# TASKS FOR THIS EXERCISE:
1. In the Spark interview text, what reason does it give for preferring HiveContext? Answer in one to three sentences.
2. Rewrite the Spark interview text from "Question 44: What" to "is un-typed object.", substituting "Hive installation" for "Hive setup".

# PASSAGE TO READ:
=====

Question 40: What is DataSet API?

Answer: DataSet was added in Spark 1.6, it tries to provide benefits of RDDs (RDDs are strongly typed and can use lambda function) as well as SQL interface, which uses the same underline SQL engine. You can create DataSet using JVM object, once constructed you can apply functional transformation on it like map, flatMap, filter etc.

DataSet is also distributed collection, remember as of Spark 2.3.0 , DataSet API is only available for Scala and Java, and it is not available for Python.

Question 41: How do you relate to SparkContext, SQLContext and HiveContext?

Answer: SparkContext provide the entry point for Spark system, to create SQLContext you need SparkContext object. HiveContext provides a superset functionality provided by the basic SQLContext. However, since Spark 2.0 there is a SparkSession object, which is preferred to enter into Spark system. SparkSession is unification for all these three SparkContext, SQLContext and HiveContext.

Question 42: Why do you prefer to use HiveContext?

Answer: You can use HiveContext for all the functionality provided by SQLContext, as well it has additional capabilities like you can write Queries using HiveQL, you can use Hive UDF, and you can directly read data from Hive tables.

Question 43: To use HiveContext, do you need hive setup?

Answer: No, You don’t need Hive setup in place. If there is no Hive setup, you can use HiveContext as a SQLContext. Even, HiveContext was recommended than SQLContext.

Question 44: What are the advantages of using SparkSession (Spark 2.0)?

Answer: SparkSession has built in support for Hive queries, access to Hive UDFs, and ability to read data from Hive tables. To use this feature you don’t need existing Hive setup.

Question 45: How do you relate DataFrame and DataSet?

Answer: You can assume DataFrame is a DataSet organized into named columns. In Scala and Java you can represent DataFrame as a collection of generic object DataSet[Row], in this Row is un-typed object.

Scala	dataframe -> Dataset[Row]
Java	Dataset<Row>

Question 46: Can you please explain DataSet in more detail?

Answer: It is better to take example to understand in detail. It is very important thing you need to learn.

I will take example in Scala to explain it.

Data in HadoopExam.json file.

{"course_id": 100, "course_name": "Spark Training", "Fee": "6000", "Location": "Newyork"}

{"course_id": 101, "course_name": "Hadoop Training", "Fee": "7000", "Location": "Mumbai"}

{"course_id": 102, "course_name": "NiFi Training", "Fee": "8000", "Location": "Pune"}

Create Case Class, which represent above data, each row.

case class HadoopExam(course_id: Long, course_name: String, Fee: Long, location:String)

Read the json file and create the dataset.

Use case class HadoopExam

Dataset is now a collection of JVM Scala objects HadoopExam

val dataset = spark.read.json(“hadoopexam.json”).as[HadoopExam]

Three things happen here under the hood in the code above:

· Spark reads the JSON, infers the schema, and creates a collection of DataFrames.

=====

# RECORDED DATA:
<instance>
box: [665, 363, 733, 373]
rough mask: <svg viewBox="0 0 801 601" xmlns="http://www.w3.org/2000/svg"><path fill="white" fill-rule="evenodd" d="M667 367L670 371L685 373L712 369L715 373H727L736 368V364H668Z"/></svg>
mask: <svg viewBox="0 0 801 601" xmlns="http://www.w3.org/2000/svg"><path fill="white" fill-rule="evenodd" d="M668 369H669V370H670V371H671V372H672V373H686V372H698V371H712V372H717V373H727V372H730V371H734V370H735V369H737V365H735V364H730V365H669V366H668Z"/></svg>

=====

# SOLVED PROBLEMS:
1. HiveContext provides all of SQLContext's functionality plus more. You can write queries in HiveQL, use Hive UDFs, and read data directly from Hive tables.

2.
Question 44: What are the advantages of using SparkSession (Spark 2.0)?

Answer: SparkSession has built in support for Hive queries, access to Hive UDFs, and ability to read data from Hive tables. To use this feature you don’t need existing Hive installation.

Question 45: How do you relate DataFrame and DataSet?

Answer: You can assume DataFrame is a DataSet organized into named columns. In Scala and Java you can represent DataFrame as a collection of generic object DataSet[Row], in this Row is un-typed object.